=== Your objective ===
Tally the lines in the records below that contain the string "windshield". Reply with the count alone.

=== Data ===
──────

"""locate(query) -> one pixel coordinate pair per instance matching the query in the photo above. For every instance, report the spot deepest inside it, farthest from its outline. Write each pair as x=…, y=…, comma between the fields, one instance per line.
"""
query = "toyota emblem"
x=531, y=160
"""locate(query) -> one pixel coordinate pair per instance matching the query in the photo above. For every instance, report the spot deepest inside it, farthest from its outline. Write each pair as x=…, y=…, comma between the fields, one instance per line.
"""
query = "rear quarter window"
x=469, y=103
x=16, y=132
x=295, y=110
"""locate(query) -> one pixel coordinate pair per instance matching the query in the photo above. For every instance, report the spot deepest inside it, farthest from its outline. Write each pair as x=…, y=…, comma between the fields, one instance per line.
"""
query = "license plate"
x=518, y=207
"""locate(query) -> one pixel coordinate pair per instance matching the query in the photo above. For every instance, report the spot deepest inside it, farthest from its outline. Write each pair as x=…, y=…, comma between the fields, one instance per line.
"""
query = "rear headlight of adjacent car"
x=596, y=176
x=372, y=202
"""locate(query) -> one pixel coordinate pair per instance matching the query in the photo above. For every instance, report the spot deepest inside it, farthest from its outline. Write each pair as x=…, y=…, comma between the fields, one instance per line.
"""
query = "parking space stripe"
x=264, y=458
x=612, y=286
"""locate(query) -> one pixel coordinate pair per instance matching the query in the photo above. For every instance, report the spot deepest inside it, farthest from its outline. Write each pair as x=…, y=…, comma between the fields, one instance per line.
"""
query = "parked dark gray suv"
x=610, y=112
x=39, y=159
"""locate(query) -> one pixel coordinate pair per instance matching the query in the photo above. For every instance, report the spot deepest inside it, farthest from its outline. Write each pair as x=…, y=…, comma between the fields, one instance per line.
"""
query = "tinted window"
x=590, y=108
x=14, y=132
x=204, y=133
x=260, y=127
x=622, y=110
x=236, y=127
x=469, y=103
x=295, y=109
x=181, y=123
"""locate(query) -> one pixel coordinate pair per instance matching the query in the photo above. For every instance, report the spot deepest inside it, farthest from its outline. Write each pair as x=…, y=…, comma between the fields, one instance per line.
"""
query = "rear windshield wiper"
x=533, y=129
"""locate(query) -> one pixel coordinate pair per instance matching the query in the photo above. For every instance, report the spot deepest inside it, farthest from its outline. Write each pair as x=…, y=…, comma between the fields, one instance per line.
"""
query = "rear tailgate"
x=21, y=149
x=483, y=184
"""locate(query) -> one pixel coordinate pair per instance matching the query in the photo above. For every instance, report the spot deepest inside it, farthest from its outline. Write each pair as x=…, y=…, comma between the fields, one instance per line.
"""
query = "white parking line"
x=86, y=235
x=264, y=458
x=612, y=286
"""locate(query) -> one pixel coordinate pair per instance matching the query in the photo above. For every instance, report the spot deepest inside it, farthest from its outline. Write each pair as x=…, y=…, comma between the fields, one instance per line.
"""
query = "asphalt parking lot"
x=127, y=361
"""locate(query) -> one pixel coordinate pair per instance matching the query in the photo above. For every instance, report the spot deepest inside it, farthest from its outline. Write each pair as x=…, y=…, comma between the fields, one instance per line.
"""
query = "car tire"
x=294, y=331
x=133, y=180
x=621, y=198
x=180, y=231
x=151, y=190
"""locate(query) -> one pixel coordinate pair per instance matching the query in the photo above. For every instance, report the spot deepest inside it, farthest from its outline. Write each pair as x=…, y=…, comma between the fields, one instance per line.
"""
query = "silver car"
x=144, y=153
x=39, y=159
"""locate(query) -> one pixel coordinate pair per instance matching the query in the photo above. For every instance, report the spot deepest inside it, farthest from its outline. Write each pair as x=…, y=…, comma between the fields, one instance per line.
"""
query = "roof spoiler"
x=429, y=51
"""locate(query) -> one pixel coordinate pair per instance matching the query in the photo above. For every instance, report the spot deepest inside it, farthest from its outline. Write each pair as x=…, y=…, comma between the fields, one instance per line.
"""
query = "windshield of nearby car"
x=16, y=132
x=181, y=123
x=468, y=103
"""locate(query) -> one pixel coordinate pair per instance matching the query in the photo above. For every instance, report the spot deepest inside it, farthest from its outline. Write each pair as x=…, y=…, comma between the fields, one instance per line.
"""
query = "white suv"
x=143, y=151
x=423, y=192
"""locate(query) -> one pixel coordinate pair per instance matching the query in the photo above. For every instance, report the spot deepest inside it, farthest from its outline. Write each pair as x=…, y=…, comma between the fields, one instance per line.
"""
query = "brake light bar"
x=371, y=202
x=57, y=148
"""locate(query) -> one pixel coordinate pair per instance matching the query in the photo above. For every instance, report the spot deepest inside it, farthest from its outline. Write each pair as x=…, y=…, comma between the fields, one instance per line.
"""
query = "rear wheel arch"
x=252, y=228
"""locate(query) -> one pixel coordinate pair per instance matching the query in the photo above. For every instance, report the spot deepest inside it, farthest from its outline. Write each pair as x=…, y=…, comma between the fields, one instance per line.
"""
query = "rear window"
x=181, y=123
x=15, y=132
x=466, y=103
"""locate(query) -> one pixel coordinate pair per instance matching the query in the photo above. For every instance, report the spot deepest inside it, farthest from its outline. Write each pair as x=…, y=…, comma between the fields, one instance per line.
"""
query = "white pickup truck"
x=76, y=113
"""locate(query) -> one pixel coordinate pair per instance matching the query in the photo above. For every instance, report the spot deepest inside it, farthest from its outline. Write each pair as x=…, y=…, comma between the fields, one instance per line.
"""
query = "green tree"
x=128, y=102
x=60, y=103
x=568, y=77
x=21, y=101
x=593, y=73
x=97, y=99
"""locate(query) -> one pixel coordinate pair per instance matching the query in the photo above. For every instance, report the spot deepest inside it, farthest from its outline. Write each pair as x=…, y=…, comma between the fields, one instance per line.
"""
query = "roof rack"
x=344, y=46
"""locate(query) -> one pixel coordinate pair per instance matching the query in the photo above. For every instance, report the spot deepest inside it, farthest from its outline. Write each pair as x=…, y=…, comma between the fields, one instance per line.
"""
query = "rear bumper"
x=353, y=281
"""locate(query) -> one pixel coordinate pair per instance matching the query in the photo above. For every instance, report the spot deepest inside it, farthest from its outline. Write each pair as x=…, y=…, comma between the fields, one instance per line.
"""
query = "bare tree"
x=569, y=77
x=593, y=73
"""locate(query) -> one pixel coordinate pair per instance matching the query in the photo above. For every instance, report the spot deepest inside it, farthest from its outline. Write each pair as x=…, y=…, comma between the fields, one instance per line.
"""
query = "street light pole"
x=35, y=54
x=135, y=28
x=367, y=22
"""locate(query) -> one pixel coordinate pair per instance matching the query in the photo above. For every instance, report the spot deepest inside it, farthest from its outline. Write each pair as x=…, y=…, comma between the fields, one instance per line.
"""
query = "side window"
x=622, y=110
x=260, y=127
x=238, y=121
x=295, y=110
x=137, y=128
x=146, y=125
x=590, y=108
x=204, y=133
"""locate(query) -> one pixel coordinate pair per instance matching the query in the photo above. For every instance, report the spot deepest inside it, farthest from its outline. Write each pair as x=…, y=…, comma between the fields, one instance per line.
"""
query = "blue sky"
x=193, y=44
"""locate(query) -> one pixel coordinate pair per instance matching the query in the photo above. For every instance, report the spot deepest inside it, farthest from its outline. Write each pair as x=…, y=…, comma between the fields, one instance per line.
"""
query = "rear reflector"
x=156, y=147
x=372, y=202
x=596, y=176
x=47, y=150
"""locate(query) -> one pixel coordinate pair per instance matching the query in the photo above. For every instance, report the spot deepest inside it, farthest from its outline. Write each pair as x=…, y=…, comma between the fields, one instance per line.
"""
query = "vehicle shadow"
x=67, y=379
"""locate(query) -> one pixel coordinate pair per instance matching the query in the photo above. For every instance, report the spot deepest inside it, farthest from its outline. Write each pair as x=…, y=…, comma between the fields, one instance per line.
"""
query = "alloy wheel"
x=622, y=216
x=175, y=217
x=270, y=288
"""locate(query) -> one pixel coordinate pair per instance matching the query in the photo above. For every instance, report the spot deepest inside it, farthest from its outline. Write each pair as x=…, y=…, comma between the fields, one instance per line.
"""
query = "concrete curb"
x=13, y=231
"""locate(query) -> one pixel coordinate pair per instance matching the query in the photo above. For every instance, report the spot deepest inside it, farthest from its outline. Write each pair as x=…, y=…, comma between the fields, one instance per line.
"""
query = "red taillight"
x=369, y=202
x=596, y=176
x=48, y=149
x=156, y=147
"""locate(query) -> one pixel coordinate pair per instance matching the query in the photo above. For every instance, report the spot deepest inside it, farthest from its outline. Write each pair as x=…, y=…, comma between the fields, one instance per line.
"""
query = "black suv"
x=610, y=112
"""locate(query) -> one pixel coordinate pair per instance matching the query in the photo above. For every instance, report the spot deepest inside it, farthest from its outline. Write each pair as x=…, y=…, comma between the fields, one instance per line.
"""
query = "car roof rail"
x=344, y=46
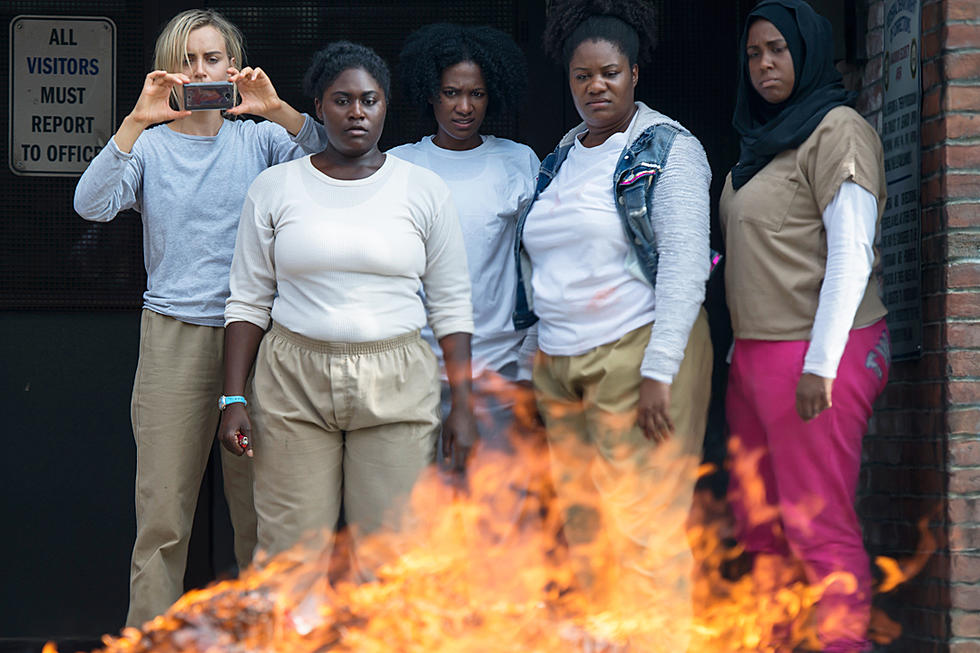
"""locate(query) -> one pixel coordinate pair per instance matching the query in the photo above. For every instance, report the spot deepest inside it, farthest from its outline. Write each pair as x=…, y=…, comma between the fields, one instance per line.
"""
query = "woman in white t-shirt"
x=332, y=249
x=457, y=75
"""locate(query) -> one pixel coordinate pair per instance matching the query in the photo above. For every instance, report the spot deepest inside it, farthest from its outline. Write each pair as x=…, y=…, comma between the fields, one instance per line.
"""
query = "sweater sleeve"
x=111, y=183
x=529, y=344
x=850, y=221
x=253, y=268
x=680, y=219
x=446, y=280
x=310, y=139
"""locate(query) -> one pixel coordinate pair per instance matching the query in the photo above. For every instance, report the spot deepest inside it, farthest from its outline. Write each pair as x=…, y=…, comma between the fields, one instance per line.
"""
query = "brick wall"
x=923, y=451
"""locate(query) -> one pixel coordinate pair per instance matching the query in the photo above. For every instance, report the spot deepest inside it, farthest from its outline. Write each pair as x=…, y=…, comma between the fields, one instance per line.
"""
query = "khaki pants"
x=626, y=499
x=175, y=416
x=357, y=420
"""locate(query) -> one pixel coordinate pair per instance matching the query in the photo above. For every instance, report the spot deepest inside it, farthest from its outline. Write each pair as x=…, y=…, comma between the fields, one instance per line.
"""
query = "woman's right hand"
x=235, y=423
x=153, y=105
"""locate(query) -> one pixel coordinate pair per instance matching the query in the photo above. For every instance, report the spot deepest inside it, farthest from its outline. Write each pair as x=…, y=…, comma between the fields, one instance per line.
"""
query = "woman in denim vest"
x=612, y=261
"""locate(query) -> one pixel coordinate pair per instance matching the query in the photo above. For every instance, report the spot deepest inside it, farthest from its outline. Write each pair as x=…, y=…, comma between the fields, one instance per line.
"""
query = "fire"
x=465, y=575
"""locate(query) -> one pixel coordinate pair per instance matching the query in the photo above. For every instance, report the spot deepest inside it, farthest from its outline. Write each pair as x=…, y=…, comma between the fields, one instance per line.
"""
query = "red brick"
x=963, y=364
x=932, y=74
x=962, y=126
x=872, y=71
x=962, y=98
x=963, y=244
x=874, y=42
x=933, y=132
x=964, y=421
x=963, y=275
x=962, y=510
x=964, y=481
x=963, y=334
x=961, y=35
x=962, y=9
x=932, y=221
x=965, y=597
x=964, y=392
x=963, y=215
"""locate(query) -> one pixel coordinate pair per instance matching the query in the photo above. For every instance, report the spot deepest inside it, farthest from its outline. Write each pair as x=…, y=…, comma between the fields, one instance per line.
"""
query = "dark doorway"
x=70, y=290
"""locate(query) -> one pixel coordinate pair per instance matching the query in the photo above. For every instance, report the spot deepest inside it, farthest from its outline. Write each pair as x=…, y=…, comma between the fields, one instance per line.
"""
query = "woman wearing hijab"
x=612, y=257
x=800, y=210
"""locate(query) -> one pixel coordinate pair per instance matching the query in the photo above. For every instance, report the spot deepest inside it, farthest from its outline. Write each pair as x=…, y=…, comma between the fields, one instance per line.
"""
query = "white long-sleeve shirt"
x=850, y=224
x=342, y=260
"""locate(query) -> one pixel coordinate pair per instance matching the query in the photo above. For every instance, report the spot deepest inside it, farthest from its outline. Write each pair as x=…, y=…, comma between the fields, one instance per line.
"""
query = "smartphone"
x=203, y=96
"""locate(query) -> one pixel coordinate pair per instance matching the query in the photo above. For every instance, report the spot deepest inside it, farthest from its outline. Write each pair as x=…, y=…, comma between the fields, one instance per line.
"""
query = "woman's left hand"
x=259, y=96
x=459, y=435
x=653, y=411
x=813, y=395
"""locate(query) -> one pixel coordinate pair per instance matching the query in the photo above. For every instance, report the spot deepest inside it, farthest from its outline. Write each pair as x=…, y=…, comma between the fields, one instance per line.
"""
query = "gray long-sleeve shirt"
x=189, y=190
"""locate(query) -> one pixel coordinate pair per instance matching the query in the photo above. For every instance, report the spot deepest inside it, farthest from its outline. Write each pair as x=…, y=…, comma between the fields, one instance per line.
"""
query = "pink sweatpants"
x=804, y=506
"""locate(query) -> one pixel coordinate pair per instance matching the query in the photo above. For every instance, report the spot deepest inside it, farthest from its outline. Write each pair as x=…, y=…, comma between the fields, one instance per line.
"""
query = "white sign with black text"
x=62, y=92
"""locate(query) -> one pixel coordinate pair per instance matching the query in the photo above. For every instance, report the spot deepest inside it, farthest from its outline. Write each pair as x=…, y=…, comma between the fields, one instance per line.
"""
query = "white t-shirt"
x=490, y=185
x=342, y=260
x=583, y=293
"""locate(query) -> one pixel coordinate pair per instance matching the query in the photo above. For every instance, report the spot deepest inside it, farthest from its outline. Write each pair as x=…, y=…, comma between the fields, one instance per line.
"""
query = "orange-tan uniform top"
x=774, y=233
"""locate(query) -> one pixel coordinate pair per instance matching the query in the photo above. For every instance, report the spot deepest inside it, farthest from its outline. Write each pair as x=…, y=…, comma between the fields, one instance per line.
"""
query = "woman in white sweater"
x=332, y=249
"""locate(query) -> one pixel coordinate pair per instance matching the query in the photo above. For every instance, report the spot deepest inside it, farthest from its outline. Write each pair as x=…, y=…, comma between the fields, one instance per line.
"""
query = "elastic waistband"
x=324, y=347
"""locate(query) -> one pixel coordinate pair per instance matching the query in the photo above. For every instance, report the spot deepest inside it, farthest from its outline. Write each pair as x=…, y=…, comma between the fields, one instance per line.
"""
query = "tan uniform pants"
x=175, y=416
x=358, y=420
x=626, y=499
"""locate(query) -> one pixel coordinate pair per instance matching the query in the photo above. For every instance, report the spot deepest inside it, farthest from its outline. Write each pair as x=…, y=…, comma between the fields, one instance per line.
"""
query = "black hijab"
x=768, y=129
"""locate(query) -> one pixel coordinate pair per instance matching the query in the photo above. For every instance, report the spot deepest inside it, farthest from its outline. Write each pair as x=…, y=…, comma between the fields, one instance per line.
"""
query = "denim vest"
x=633, y=182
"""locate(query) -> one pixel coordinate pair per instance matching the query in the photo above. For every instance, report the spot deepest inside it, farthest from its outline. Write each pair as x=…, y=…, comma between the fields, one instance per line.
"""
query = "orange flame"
x=483, y=568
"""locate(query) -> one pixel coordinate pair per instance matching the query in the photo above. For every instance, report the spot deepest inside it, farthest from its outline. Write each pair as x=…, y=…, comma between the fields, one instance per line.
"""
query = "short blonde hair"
x=170, y=53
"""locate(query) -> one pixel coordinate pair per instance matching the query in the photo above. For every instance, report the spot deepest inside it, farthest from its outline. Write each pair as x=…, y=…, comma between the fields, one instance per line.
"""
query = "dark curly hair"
x=429, y=50
x=339, y=56
x=631, y=26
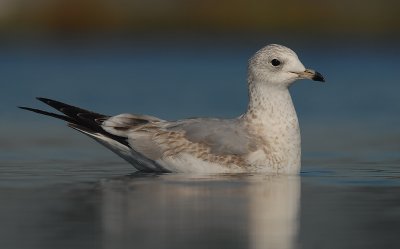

──────

=== Written response ===
2